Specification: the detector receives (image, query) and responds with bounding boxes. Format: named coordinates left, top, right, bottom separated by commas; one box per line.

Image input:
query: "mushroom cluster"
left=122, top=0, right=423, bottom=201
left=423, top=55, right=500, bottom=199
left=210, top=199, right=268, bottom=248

# PROBLEM DESCRIPTION
Nothing should be left out or altered, so reproduce the whole listing.

# YOUR RESPONSE
Specification: the detector receives (image, query) and responds with bounding boxes. Format: named coordinates left, top, right, bottom separated by commas; one box per line.

Image input:
query: "mushroom cluster"
left=122, top=0, right=423, bottom=201
left=423, top=55, right=500, bottom=199
left=210, top=199, right=268, bottom=248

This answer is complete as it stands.